§ Parts of the exercise:
- a) Answer these from the squat exercise text:
(i) How many jump squats should be done right after a weighted leg exercise?
(ii) In hip belt squats, where is the weight supported?
(iii) How far down should you squat in a hip belt squat?
- b) Pick up the squat exercise text after its last line and keep writing.

§ Document segment:
################

You can do squat jumps without or with weights, but for most exercisers, the unweighted version adequate and easier on your joints too. Try doing 8-12 jump squats immediately after a weighted leg exercise to really pump up your quads.
Learn more about jump squat.
10. Hip belt squats
One of the reasons exercisers love hack squats is that they’re easier on your lower back than most free weight squat exercises. Hip belt squats are also very lower back-friendly, which is what makes them such a good hack squat alternative. The weight is supported on your hips and not on your shoulders, which means significantly less spinal compression (2).
How to do it:
- Hang a weight from your hips using a chin-dip belt. Depending on the length of the suspension chain and how deep you squat, you may need to stand on platforms, so the weight doesn’t touch the floor at the bottom of each rep.
- Stand with your feet between hip and shoulder-width apart, toes turned slightly outward.
- Push your butt back, bend your knees, and squat down until your thighs are roughly parallel to the floor. Make sure you keep your weight on your heels and to your best not to round your lower back.
- Stand back up and repeat.

################

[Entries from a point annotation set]
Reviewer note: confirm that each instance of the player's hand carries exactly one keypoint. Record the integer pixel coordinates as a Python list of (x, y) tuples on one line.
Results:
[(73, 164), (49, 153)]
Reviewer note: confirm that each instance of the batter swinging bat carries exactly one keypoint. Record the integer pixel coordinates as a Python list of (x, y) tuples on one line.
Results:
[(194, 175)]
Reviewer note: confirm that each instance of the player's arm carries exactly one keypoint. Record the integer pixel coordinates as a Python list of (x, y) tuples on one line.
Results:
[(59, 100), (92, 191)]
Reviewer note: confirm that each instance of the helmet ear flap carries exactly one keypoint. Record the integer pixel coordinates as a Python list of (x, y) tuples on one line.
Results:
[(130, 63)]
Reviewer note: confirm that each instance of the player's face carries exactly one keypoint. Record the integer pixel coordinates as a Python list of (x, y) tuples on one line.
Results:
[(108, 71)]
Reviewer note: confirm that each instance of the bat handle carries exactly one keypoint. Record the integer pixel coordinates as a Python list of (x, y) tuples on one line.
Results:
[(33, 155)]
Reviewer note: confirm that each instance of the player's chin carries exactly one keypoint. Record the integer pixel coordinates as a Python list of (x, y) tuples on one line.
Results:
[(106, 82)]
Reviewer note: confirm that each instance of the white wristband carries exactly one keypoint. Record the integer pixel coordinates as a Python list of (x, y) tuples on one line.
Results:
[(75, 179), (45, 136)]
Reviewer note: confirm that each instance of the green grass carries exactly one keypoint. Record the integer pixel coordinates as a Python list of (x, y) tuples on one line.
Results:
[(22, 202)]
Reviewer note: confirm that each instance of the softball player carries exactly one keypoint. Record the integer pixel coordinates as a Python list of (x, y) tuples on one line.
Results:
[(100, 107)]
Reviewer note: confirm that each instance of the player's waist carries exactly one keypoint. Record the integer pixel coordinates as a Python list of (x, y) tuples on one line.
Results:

################

§ Results of the tasks:
- a)
(i) 8-12
(ii) On your hips, not on your shoulders
(iii) Until your thighs are roughly parallel to the floor

- b)
Hack squat alternative exercises – wrapping up
Hack squats are an effective way to work your legs in relative safety. The weight is guided so you can focus 100% on training your quads, hamstrings, and glutes, without having to worry too much about your lower back or dropping the weight.
But, as good as hack squats are, they’re not always practical. Some gyms don’t have this particular machine, and if you train at home, you probably won’t have space for one. Plus, if you do this exercise too often, your muscles will become accustomed to it, and it will stop being so effective.
With ten hack squat alternatives to choose from, you now have lots of exercises you can do instead. So, whether you are bored with hack squats or just don’t have access to this machine, you can still train your legs in more or less the same way.